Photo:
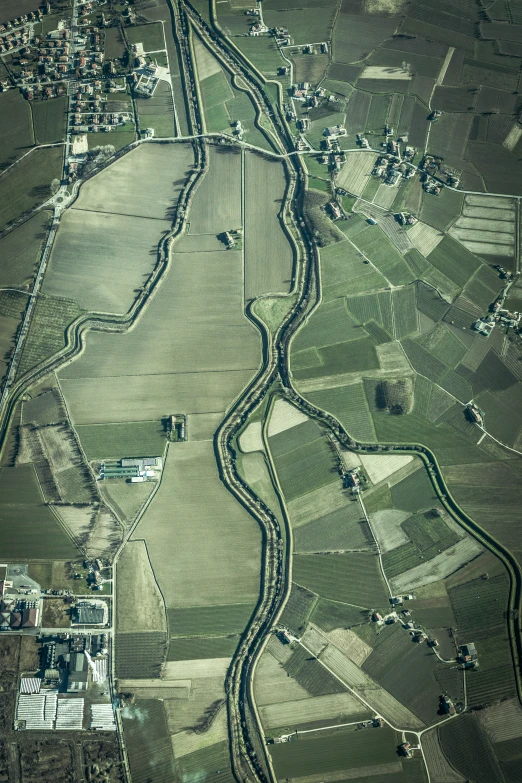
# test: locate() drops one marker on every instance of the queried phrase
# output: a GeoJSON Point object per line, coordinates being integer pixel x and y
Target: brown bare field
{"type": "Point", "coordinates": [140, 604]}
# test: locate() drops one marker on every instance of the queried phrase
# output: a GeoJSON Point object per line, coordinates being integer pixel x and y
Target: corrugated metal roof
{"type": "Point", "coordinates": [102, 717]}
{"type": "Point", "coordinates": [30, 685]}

━━━━━━━━━━━━━━━━━━━━

* WORK INSTRUCTIONS
Please output every record above exactly as written, leaving out the pictures.

* SOLUTION TO THE EXERCISE
Photo:
# test: locate() drops one marker on every instance of the queried phrase
# output: a GeoJSON Point object per line, coordinates being integer pixel x and y
Target: brown bare field
{"type": "Point", "coordinates": [140, 604]}
# test: locate() drops one marker on every instance of the queried phrase
# output: a GeoJSON Point object per line, coordinates being integer pixel x and y
Target: corrugated metal roof
{"type": "Point", "coordinates": [102, 717]}
{"type": "Point", "coordinates": [30, 685]}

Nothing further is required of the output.